::: TEXTE FOURNI

Les fragiles molécules d’ARNm sont aussi particulièrement sensibles à cette dégradation. Contourner ce phénomène physiologique ouvre ainsi la voie à de potentiels traitements ou vaccins à administration plus directe, devenant ainsi plus efficaces. « Les acides nucléiques, en particulier l’ARN, peuvent être extrêmement sensibles à la dégradation, en particulier dans le tube digestif. Surmonter ce défi offre de multiples approches thérapeutiques, y compris la vaccination potentielle par voie orale », déclare dans un communiqué Giovanni Traverso, co-auteur principal de l’étude, professeur adjoint de développement de carrière Karl van Tassel en génie mécanique au MIT et gastro-entérologue au Brigham and Women’s Hospital.
Plus avantageux que les injections
La voie orale est souvent la plus appréciée autant par le clinicien que par le patient. Elle est plus utilisée que les injections malgré leur réputation d’être plus efficace que ces dernières. Certains patients, surtout les enfants, acceptent mal les injectables. Ce type d’administration peut entraîner une gêne et une faible adhérence au traitement. De plus, il nécessite l’appel à un professionnel qualifié pour la piqûre.
Pour pallier ce genre de problème, les chercheurs ont testé leur capsule sur des porcs. Ils ont alors constaté qu’elle permettait de faire passer un volume d’insuline dans la circulation sanguine de l’animal équivalent à une injection sous-cutanée standard.

::::::

_ÉNONCÉ DU PROBLÈME_
Reproduisez à l'identique un passage du texte fourni : commencez aux mots « Pour pallier ce » et arrêtez-vous après « injection sous-cutanée standard. ». Les lignes qui suivent n'ont aucun rôle à jouer ici.

::: DONNÉES FOURNIES

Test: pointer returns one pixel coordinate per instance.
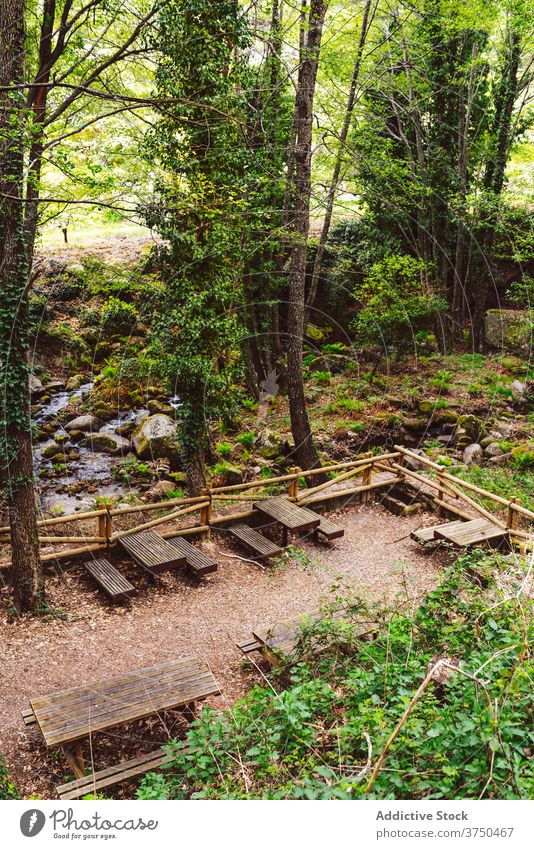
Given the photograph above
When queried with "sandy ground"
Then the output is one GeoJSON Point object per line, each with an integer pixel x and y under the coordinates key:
{"type": "Point", "coordinates": [92, 639]}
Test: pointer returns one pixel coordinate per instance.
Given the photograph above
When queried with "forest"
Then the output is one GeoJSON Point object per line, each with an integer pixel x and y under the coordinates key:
{"type": "Point", "coordinates": [254, 252]}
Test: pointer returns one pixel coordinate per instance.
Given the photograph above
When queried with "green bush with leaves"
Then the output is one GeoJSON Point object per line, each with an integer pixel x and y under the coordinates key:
{"type": "Point", "coordinates": [395, 303]}
{"type": "Point", "coordinates": [118, 316]}
{"type": "Point", "coordinates": [7, 787]}
{"type": "Point", "coordinates": [309, 735]}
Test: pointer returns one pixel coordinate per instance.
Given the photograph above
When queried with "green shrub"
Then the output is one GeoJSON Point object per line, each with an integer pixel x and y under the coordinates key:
{"type": "Point", "coordinates": [307, 735]}
{"type": "Point", "coordinates": [118, 316]}
{"type": "Point", "coordinates": [7, 787]}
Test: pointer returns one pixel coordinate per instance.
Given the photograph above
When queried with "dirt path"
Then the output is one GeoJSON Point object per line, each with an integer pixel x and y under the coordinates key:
{"type": "Point", "coordinates": [96, 640]}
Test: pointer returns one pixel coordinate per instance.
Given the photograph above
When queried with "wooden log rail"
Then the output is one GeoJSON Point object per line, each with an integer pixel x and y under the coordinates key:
{"type": "Point", "coordinates": [445, 484]}
{"type": "Point", "coordinates": [452, 485]}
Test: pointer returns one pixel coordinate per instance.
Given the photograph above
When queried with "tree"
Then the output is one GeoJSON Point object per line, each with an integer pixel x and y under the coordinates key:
{"type": "Point", "coordinates": [15, 436]}
{"type": "Point", "coordinates": [199, 208]}
{"type": "Point", "coordinates": [70, 49]}
{"type": "Point", "coordinates": [305, 450]}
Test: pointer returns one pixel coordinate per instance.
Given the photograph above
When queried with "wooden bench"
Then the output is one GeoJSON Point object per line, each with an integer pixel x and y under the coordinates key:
{"type": "Point", "coordinates": [110, 579]}
{"type": "Point", "coordinates": [292, 518]}
{"type": "Point", "coordinates": [196, 560]}
{"type": "Point", "coordinates": [248, 646]}
{"type": "Point", "coordinates": [473, 533]}
{"type": "Point", "coordinates": [124, 771]}
{"type": "Point", "coordinates": [152, 552]}
{"type": "Point", "coordinates": [426, 535]}
{"type": "Point", "coordinates": [326, 528]}
{"type": "Point", "coordinates": [260, 545]}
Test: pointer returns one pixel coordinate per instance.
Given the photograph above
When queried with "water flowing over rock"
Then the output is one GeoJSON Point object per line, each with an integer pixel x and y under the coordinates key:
{"type": "Point", "coordinates": [155, 437]}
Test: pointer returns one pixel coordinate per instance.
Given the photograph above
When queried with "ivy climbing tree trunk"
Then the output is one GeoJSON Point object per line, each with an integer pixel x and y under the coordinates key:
{"type": "Point", "coordinates": [15, 433]}
{"type": "Point", "coordinates": [305, 450]}
{"type": "Point", "coordinates": [336, 171]}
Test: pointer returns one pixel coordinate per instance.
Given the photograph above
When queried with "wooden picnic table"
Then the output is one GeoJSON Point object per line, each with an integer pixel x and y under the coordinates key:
{"type": "Point", "coordinates": [292, 518]}
{"type": "Point", "coordinates": [68, 716]}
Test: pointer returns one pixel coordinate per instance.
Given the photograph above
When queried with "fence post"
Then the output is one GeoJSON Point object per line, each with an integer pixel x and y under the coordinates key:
{"type": "Point", "coordinates": [367, 477]}
{"type": "Point", "coordinates": [293, 487]}
{"type": "Point", "coordinates": [108, 525]}
{"type": "Point", "coordinates": [205, 513]}
{"type": "Point", "coordinates": [512, 517]}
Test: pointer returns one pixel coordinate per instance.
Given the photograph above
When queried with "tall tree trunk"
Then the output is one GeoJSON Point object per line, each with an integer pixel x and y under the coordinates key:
{"type": "Point", "coordinates": [305, 450]}
{"type": "Point", "coordinates": [15, 424]}
{"type": "Point", "coordinates": [494, 177]}
{"type": "Point", "coordinates": [334, 182]}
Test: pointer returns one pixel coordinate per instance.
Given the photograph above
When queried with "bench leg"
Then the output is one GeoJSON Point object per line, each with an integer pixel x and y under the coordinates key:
{"type": "Point", "coordinates": [74, 756]}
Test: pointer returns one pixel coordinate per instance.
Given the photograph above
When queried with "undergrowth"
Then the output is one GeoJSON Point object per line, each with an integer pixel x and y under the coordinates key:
{"type": "Point", "coordinates": [315, 730]}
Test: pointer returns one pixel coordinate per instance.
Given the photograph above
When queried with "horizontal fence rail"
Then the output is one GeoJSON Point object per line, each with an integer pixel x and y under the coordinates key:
{"type": "Point", "coordinates": [442, 485]}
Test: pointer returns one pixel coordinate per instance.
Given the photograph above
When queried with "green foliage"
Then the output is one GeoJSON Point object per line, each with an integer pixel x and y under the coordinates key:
{"type": "Point", "coordinates": [7, 787]}
{"type": "Point", "coordinates": [395, 304]}
{"type": "Point", "coordinates": [306, 736]}
{"type": "Point", "coordinates": [118, 316]}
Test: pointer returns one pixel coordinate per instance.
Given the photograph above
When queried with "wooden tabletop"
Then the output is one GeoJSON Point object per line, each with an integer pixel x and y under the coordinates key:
{"type": "Point", "coordinates": [292, 518]}
{"type": "Point", "coordinates": [70, 715]}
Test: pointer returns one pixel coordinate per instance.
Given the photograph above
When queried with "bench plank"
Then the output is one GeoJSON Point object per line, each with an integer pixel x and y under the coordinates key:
{"type": "Point", "coordinates": [291, 517]}
{"type": "Point", "coordinates": [199, 562]}
{"type": "Point", "coordinates": [151, 551]}
{"type": "Point", "coordinates": [110, 579]}
{"type": "Point", "coordinates": [260, 545]}
{"type": "Point", "coordinates": [112, 775]}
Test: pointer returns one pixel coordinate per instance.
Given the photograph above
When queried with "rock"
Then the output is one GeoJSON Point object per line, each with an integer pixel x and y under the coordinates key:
{"type": "Point", "coordinates": [414, 425]}
{"type": "Point", "coordinates": [413, 464]}
{"type": "Point", "coordinates": [50, 449]}
{"type": "Point", "coordinates": [425, 407]}
{"type": "Point", "coordinates": [155, 406]}
{"type": "Point", "coordinates": [508, 330]}
{"type": "Point", "coordinates": [75, 382]}
{"type": "Point", "coordinates": [493, 450]}
{"type": "Point", "coordinates": [518, 390]}
{"type": "Point", "coordinates": [85, 423]}
{"type": "Point", "coordinates": [107, 443]}
{"type": "Point", "coordinates": [36, 387]}
{"type": "Point", "coordinates": [55, 386]}
{"type": "Point", "coordinates": [269, 444]}
{"type": "Point", "coordinates": [155, 437]}
{"type": "Point", "coordinates": [473, 427]}
{"type": "Point", "coordinates": [126, 429]}
{"type": "Point", "coordinates": [160, 490]}
{"type": "Point", "coordinates": [472, 455]}
{"type": "Point", "coordinates": [523, 455]}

::::::

_RÉPONSE AU PROBLÈME_
Pour pallier ce genre de problème, les chercheurs ont testé leur capsule sur des porcs. Ils ont alors constaté qu’elle permettait de faire passer un volume d’insuline dans la circulation sanguine de l’animal équivalent à une injection sous-cutanée standard.